- TASK PROMPT
Reproduce every row below verbatim, keeping each line unchanged and in its original order.

(Point-labeling samples)
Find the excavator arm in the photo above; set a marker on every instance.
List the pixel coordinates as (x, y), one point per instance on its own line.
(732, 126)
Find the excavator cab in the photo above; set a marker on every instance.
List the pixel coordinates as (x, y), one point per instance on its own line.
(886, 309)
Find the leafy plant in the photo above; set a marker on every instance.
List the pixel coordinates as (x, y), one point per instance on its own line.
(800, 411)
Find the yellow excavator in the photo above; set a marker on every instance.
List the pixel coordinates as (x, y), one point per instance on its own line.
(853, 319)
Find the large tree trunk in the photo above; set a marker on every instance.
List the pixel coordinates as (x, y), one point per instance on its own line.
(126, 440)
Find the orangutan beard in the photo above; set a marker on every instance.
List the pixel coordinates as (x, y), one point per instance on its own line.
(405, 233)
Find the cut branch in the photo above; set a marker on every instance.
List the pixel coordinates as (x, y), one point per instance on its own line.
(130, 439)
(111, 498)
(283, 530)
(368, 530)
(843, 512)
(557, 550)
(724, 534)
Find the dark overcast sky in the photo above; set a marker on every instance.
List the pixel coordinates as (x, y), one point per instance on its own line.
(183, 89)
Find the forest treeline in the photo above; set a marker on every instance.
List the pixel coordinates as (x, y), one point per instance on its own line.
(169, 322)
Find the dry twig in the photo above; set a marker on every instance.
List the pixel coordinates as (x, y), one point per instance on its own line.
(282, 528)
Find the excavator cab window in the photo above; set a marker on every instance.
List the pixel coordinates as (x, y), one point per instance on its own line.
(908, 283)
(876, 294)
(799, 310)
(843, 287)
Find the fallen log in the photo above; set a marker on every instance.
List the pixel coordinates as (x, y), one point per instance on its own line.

- RESPONSE TO THE EXERCISE
Find the excavator arm in the photo above; set a marker on every instance.
List the pixel coordinates as (x, y), one point per instance on its own line.
(732, 126)
Find the excavator cab in the photo above; set a marker on every instance.
List the pixel coordinates as (x, y), one point per instance on its own line.
(886, 309)
Find the leafy plant in the photo above; set a marker on every instance.
List the pixel coordinates as (x, y), one point per instance on its own line.
(800, 411)
Find the yellow excavator in the photo above; set a marker on every instance.
List the pixel coordinates as (x, y), one point per instance on its own line.
(853, 319)
Find the large tree trunk in the photo above; set a marker on every instance.
List the pixel coordinates as (x, y), one point per instance on its own line.
(126, 440)
Find the orangutan beard in the photo above; set a marker on every instance.
List the pixel coordinates as (x, y), one point per instance on its own line.
(405, 233)
Find the cut branch in the photo above; set a marker on every instance.
List the pixel coordinates as (x, y), one point per instance on its own line.
(130, 439)
(111, 498)
(283, 530)
(368, 530)
(843, 512)
(557, 550)
(724, 534)
Find the dark overcast sky in the photo above; set a marker on every instance.
List the pixel coordinates as (x, y), one point per instance on its own line.
(183, 89)
Find the forest treeline in the photo above; set a marker on every instance.
List the pixel coordinates as (x, y), one point per instance on its own line.
(169, 322)
Find the dry twig in the photo above; set a marker on every instance.
List the pixel coordinates as (x, y), one point per instance on its own line.
(282, 528)
Find the excavator cab window in the photo above; set a marker on every instance.
List the pixel coordinates as (x, y), one point per instance on its own line.
(908, 283)
(876, 294)
(799, 310)
(843, 287)
Find the fallen log in the photo above; set a marker on every instance.
List the pixel coordinates as (x, y), one point per instance on its own line.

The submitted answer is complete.